Items from a dataset:
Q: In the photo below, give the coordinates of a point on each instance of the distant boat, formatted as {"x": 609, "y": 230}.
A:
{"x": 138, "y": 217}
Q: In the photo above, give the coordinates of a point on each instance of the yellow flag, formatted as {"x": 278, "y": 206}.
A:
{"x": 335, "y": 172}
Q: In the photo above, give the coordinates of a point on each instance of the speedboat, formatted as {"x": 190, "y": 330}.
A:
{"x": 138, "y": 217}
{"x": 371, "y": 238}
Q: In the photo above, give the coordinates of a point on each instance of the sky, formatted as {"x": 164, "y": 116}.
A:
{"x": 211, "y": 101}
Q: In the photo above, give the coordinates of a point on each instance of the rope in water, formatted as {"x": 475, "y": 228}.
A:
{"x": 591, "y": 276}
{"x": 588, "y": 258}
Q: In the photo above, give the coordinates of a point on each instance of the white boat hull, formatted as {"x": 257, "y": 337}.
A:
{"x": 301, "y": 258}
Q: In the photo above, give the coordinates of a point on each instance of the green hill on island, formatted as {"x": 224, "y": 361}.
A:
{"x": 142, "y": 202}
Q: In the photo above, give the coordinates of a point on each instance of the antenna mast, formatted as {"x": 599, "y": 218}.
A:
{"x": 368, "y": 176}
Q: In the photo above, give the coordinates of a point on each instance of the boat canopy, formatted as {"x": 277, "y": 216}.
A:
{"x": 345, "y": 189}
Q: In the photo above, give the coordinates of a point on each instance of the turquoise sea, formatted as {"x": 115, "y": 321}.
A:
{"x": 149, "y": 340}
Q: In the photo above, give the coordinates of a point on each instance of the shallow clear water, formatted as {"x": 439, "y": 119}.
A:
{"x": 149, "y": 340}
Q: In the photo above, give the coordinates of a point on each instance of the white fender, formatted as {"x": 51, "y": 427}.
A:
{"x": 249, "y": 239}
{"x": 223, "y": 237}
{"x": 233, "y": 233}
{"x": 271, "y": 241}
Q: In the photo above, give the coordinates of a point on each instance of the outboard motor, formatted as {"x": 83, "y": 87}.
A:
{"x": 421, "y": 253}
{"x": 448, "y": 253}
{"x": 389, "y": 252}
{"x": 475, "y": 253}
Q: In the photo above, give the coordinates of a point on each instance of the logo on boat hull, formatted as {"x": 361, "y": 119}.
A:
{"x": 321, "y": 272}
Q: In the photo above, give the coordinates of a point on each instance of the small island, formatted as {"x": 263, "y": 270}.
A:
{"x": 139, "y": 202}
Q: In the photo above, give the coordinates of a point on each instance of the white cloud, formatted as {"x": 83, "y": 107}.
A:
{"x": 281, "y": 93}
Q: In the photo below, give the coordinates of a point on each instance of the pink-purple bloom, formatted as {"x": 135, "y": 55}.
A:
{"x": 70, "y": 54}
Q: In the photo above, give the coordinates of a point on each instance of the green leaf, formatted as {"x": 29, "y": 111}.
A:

### What is being asked
Copy all of the items above word for word, with no changes.

### Output
Q: In the photo below, give the coordinates of a point on each instance of the distant boat, formatted as {"x": 609, "y": 230}.
A:
{"x": 138, "y": 217}
Q: In the photo above, give the coordinates of a point on each instance of the yellow flag, formatted as {"x": 278, "y": 206}.
A:
{"x": 335, "y": 172}
Q: In the photo above, give the coordinates of a point on each instance of the speedboat, formatted as {"x": 190, "y": 330}.
A:
{"x": 138, "y": 217}
{"x": 371, "y": 238}
Q: In the photo above, give the coordinates of a point on each instance of the sky, formatted as {"x": 164, "y": 116}.
A:
{"x": 211, "y": 101}
Q: In the photo above, give the coordinates of a point on each instance of the rope in water, formatted as {"x": 475, "y": 228}.
A:
{"x": 591, "y": 276}
{"x": 588, "y": 258}
Q: In the photo above, give the coordinates of a point on each instance of the white boat hull, formatted as {"x": 257, "y": 337}.
A:
{"x": 301, "y": 258}
Q: In the photo above, give the coordinates of a point on each instance of the green hill on island, formatted as {"x": 224, "y": 361}.
A:
{"x": 142, "y": 202}
Q: In the photo above, give the coordinates of a point on each instance of the antenna mast, formatted as {"x": 599, "y": 218}.
A:
{"x": 368, "y": 176}
Q: In the photo above, give the coordinates of a point on each instance of the boat canopy, formatted as {"x": 277, "y": 216}.
A:
{"x": 345, "y": 189}
Q: In the photo above, give the coordinates of a point on each instance of the turquoise sea, formatted as {"x": 115, "y": 321}.
A:
{"x": 149, "y": 340}
Q: In the photo above, give the coordinates of a point on each instance of the shallow clear water, formatted as {"x": 439, "y": 119}.
A:
{"x": 149, "y": 340}
Q: In the photo above, give the coordinates of a point on each instance of the white fender, formatted as {"x": 51, "y": 427}.
A:
{"x": 249, "y": 239}
{"x": 223, "y": 237}
{"x": 233, "y": 233}
{"x": 271, "y": 241}
Q: In the photo above, give the coordinates of a point on each instance of the outboard motor, formatted as {"x": 83, "y": 87}.
A:
{"x": 421, "y": 253}
{"x": 448, "y": 253}
{"x": 389, "y": 252}
{"x": 475, "y": 253}
Q: In the photo above, give the coordinates of a point on each instance of the logo on boat hull, formatted as {"x": 361, "y": 119}.
A:
{"x": 321, "y": 272}
Q: In the photo above, give the coordinates of a point on each instance of the small island, formatted as {"x": 263, "y": 270}.
A:
{"x": 139, "y": 202}
Q: In the photo above, give the coordinates of a point on each instance of the white cloud, formatted as {"x": 83, "y": 107}.
A:
{"x": 281, "y": 93}
Q: In the photo below, give the coordinates of a point on each instance of the pink-purple bloom, formatted as {"x": 135, "y": 55}.
A:
{"x": 70, "y": 54}
Q: In the photo above, give the coordinates of a point on each instance of the green leaf, formatted as {"x": 29, "y": 111}.
A:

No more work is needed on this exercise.